§ **Aim of the exercise**:
Copy each line in the data below that contains the word "shirt".
Segment Start: Entries shown
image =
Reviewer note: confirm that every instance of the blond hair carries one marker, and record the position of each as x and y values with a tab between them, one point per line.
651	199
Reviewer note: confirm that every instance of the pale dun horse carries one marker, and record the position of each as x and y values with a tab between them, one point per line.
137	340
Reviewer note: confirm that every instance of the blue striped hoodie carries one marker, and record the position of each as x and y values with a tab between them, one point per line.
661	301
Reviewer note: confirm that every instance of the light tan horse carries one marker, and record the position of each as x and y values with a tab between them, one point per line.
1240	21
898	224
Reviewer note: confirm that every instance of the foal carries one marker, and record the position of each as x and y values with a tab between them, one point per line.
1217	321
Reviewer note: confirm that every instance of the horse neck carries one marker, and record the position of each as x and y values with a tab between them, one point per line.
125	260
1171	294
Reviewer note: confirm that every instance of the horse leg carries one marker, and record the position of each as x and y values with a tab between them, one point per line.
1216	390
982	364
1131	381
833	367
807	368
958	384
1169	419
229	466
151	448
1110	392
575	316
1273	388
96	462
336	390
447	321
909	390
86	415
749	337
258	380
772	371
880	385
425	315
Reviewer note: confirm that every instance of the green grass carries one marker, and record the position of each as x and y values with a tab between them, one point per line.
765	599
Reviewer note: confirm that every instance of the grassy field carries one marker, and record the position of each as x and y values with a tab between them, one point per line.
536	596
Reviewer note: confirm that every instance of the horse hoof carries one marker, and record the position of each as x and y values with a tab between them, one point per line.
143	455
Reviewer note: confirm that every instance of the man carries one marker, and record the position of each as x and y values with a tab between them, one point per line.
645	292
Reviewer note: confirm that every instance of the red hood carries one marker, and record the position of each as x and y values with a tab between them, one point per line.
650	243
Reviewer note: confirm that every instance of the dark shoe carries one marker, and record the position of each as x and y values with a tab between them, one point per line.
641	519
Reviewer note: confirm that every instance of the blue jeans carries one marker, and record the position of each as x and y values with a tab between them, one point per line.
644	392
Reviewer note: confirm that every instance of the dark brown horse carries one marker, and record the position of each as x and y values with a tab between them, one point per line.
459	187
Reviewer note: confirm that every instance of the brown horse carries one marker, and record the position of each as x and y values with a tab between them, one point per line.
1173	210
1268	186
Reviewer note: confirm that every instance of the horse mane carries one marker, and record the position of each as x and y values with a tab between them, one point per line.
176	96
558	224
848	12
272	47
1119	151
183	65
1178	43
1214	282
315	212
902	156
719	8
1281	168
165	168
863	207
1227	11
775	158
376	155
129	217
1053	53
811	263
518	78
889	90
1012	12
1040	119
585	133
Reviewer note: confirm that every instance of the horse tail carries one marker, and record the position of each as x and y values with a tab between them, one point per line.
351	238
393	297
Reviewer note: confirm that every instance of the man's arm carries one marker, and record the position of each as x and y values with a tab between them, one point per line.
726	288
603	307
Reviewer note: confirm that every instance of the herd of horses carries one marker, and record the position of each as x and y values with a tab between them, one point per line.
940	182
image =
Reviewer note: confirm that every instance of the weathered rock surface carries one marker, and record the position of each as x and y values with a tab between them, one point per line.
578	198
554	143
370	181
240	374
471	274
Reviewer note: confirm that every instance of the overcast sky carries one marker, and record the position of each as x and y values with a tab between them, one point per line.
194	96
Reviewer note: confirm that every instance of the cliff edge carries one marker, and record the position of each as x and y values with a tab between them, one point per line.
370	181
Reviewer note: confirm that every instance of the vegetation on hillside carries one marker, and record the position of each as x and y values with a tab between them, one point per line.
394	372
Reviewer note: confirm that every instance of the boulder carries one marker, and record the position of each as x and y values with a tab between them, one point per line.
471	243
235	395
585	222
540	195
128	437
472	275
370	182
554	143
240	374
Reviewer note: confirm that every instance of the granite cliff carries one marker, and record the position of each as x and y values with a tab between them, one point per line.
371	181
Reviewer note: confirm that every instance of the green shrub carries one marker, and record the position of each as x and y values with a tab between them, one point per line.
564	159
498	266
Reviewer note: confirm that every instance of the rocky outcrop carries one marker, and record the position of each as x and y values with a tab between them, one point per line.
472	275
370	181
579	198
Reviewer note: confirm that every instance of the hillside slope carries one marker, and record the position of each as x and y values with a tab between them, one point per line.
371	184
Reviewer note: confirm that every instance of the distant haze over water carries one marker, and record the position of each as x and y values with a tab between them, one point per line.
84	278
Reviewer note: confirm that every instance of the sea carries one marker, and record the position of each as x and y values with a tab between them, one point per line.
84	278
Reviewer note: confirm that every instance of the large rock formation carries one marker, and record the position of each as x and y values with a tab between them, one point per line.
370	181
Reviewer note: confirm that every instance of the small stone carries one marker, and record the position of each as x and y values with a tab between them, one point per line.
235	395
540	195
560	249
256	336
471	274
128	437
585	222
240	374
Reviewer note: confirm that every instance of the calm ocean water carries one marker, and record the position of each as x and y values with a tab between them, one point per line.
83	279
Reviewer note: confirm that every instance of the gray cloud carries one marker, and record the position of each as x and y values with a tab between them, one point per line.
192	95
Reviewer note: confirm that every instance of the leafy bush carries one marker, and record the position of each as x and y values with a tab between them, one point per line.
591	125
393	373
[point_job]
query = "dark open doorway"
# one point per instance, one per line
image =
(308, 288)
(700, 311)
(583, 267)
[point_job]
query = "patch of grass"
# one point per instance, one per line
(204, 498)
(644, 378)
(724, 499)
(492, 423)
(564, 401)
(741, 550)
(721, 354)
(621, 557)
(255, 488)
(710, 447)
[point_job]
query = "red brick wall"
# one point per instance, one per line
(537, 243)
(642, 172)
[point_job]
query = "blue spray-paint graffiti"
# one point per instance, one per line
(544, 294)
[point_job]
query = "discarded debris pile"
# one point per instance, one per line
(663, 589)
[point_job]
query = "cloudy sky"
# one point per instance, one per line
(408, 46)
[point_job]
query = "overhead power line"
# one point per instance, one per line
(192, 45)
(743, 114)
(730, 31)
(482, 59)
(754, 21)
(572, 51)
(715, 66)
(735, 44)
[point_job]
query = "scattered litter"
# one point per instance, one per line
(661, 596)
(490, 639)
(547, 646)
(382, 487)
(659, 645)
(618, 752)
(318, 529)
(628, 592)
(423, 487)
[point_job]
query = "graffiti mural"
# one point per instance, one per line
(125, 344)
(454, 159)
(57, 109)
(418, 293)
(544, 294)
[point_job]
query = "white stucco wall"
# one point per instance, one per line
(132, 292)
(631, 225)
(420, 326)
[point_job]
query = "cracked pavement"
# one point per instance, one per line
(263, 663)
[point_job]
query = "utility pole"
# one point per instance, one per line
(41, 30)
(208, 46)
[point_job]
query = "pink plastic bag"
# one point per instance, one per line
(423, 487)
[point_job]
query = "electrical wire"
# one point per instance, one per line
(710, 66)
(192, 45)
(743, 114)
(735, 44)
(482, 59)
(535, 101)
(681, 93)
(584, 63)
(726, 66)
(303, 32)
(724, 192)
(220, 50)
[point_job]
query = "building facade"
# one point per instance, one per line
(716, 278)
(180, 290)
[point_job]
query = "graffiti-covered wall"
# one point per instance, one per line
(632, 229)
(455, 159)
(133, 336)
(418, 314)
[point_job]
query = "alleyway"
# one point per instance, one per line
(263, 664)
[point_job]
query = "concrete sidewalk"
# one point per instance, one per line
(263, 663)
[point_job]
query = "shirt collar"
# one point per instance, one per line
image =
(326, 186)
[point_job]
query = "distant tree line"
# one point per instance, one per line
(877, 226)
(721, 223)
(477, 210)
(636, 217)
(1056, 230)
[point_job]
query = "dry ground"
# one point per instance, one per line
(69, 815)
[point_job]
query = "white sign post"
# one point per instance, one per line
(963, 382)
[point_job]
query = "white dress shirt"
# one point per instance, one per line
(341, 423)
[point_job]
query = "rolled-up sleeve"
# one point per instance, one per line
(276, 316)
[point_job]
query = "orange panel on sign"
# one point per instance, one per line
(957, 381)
Segment End: Entries shown
§ **Reply to the task**:
query = "shirt collar"
query = "white dress shirt"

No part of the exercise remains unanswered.